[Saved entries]
§ §

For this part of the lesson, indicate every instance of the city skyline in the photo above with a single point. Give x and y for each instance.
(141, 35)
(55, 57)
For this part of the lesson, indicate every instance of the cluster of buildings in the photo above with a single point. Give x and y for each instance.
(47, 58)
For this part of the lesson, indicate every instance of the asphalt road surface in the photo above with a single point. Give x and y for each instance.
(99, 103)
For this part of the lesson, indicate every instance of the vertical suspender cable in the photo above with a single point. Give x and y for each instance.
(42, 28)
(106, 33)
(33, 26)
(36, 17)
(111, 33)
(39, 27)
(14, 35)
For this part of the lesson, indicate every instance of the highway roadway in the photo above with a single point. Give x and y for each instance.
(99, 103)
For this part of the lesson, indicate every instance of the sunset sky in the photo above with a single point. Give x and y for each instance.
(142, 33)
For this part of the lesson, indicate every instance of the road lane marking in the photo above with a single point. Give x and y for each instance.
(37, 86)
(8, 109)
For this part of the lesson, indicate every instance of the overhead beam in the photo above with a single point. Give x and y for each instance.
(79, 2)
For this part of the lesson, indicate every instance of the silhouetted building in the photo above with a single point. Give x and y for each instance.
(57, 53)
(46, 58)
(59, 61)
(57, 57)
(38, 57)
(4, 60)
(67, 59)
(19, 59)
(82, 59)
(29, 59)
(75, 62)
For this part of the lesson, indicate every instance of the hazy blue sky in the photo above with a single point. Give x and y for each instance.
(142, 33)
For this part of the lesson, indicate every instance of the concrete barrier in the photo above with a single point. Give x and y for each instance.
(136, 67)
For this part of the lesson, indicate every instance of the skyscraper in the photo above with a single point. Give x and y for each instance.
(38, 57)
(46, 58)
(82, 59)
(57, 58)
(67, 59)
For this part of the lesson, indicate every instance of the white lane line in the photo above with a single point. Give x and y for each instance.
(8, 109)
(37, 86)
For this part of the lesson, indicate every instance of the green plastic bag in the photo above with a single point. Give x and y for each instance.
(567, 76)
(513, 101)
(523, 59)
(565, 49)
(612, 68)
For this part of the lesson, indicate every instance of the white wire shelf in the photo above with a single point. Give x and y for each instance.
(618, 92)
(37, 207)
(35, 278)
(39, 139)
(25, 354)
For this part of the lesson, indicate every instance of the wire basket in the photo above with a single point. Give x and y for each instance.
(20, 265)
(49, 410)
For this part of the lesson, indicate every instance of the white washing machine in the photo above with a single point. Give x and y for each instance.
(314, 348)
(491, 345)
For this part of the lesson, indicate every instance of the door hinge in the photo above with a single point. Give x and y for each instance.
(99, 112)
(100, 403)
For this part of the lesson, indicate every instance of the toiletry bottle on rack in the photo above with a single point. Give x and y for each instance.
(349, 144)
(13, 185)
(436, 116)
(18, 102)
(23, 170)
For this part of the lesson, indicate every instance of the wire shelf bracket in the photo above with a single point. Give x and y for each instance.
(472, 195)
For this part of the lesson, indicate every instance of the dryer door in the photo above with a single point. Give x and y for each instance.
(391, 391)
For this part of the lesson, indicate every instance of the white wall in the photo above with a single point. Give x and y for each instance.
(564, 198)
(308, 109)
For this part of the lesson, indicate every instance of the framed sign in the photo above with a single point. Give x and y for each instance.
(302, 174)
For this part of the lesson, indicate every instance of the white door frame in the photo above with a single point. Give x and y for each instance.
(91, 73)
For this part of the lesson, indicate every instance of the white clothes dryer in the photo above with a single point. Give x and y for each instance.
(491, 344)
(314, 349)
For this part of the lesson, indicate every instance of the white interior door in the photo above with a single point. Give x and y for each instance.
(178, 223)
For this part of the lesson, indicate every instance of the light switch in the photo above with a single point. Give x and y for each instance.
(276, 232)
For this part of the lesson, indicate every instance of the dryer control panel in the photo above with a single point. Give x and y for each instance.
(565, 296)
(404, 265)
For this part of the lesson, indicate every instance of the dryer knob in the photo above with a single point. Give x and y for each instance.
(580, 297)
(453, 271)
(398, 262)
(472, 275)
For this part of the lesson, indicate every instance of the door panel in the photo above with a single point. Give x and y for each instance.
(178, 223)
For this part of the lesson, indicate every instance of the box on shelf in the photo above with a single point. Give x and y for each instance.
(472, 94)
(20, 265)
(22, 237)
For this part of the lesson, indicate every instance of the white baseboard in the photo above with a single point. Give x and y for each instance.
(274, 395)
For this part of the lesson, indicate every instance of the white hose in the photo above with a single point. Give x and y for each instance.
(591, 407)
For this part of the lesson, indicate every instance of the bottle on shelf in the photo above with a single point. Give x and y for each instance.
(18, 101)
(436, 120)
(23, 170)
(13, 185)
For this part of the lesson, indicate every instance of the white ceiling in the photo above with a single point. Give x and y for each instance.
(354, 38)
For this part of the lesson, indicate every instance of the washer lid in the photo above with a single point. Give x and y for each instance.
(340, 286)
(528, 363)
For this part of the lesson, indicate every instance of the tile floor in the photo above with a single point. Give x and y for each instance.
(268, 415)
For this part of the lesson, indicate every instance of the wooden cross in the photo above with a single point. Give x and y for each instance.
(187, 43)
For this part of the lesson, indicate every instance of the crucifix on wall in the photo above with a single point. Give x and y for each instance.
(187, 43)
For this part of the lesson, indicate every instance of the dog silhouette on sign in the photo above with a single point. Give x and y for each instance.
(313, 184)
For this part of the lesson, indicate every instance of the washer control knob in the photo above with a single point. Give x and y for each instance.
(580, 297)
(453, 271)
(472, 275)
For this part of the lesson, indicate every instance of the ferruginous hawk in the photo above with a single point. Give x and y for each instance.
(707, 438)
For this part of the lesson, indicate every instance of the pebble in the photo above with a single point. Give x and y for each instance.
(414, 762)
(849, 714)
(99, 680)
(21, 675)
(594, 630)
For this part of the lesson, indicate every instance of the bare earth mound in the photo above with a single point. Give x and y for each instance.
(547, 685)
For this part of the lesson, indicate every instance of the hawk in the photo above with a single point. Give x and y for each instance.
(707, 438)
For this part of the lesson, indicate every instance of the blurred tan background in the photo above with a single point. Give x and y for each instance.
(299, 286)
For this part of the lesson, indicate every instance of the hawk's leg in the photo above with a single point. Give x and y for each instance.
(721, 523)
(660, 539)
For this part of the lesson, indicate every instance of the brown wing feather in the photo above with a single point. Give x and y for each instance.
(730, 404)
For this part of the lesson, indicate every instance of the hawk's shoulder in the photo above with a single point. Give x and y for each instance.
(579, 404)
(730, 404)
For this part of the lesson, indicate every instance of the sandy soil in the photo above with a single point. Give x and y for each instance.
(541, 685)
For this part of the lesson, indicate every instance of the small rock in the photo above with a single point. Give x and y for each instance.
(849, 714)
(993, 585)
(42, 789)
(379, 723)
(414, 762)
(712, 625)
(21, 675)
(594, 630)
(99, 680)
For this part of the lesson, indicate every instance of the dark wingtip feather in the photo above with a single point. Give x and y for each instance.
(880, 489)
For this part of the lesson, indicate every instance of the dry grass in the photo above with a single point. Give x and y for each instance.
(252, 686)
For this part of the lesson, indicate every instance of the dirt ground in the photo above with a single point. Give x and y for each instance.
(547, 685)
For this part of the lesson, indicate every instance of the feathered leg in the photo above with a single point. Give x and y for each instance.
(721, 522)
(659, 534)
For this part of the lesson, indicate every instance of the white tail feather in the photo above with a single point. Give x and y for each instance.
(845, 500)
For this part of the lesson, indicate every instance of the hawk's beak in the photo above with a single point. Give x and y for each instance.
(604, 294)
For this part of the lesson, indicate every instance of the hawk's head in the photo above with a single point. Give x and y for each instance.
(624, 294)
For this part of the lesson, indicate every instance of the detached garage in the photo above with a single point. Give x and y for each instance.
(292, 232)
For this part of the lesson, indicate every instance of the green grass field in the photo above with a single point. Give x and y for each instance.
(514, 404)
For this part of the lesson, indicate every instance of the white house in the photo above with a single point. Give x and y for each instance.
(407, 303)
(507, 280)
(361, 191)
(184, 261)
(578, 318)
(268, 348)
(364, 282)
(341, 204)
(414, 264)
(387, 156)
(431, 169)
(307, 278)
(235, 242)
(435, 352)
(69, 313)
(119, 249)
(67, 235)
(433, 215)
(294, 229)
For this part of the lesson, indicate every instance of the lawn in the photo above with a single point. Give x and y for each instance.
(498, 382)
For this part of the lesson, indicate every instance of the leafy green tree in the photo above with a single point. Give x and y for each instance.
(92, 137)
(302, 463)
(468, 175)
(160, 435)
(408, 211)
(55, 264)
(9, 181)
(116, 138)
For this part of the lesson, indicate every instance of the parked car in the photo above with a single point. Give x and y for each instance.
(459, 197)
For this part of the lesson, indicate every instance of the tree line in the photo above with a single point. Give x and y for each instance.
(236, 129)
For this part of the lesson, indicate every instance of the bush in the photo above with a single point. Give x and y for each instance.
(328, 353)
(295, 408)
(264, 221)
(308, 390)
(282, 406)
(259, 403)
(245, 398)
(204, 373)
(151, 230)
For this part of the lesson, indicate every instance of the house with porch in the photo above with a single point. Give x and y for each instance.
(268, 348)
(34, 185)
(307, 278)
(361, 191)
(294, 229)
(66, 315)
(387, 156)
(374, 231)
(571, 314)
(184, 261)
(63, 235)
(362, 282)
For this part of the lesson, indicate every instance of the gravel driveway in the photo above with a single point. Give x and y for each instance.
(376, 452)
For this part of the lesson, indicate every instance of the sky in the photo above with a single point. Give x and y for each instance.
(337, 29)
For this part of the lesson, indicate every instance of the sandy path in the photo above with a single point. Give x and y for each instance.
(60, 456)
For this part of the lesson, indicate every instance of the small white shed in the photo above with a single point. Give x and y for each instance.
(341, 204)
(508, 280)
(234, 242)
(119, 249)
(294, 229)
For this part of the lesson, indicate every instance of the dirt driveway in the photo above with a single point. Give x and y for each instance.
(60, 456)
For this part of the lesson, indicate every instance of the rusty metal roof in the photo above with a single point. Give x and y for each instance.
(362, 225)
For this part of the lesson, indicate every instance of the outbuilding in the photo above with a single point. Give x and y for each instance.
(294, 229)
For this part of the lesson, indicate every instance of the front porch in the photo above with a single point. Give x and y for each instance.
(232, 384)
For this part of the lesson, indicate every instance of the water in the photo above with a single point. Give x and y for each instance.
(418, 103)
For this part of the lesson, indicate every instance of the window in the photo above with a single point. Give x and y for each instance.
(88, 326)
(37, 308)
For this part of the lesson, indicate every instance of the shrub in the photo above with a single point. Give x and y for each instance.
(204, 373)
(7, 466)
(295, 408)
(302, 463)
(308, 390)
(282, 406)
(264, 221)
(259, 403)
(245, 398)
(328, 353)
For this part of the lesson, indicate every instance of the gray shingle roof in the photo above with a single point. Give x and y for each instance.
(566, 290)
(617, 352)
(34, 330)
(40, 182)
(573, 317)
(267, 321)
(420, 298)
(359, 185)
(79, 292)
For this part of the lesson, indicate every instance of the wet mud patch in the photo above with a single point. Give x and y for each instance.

§ §

> **TASK OBJECTIVE**
Reproduce only those lines of the entries above that run from the line with "of the sky in" to the final line.

> **TASK RESPONSE**
For this part of the lesson, indicate every instance of the sky in the photo above with a single point. Give x and y for each instance.
(337, 29)
For this part of the lesson, indicate every instance of the sandy path in the photo above with a single point. Give x and y for each instance.
(60, 456)
For this part of the lesson, indicate every instance of the small white shed in the photo above with a single point. Give x and y for each instance.
(341, 204)
(508, 280)
(234, 242)
(119, 249)
(294, 229)
For this part of the lesson, indicate every instance of the dirt driveway in the photo above with a single point. Give x and y for each instance.
(60, 456)
For this part of the lesson, indicate every instance of the rusty metal roof in the photo above with a single point. Give x and y for each instance.
(362, 225)
For this part of the lesson, indicate every instance of the outbuilding in the photo above with a single point. Give x and y for each instance.
(294, 229)
For this part of the lesson, indicate every instance of the front porch in the photo above with a single point. Give x and y for each instance.
(232, 384)
For this part of the lesson, indicate every instance of the water in the photo above with a single point. Give x and y for each instance.
(418, 103)
For this part of the lesson, indicate every instance of the window in the photo above with a single point. Give x and y for each instance.
(88, 326)
(37, 308)
For this part of the lesson, indicate every instance of the shrub in the photo above with a single point. Give x and y for each instance.
(204, 373)
(7, 466)
(295, 408)
(302, 463)
(308, 390)
(282, 406)
(264, 221)
(259, 403)
(245, 398)
(328, 353)
For this part of the lesson, indicate every instance of the gray shingle roof in the photo above with a single point. Give x and y for each instance.
(566, 290)
(617, 352)
(34, 330)
(40, 182)
(573, 317)
(267, 321)
(420, 298)
(359, 185)
(79, 292)
For this part of the lesson, indicate every instance of the wet mud patch in the photo above with a single point. Give x and y for each instance.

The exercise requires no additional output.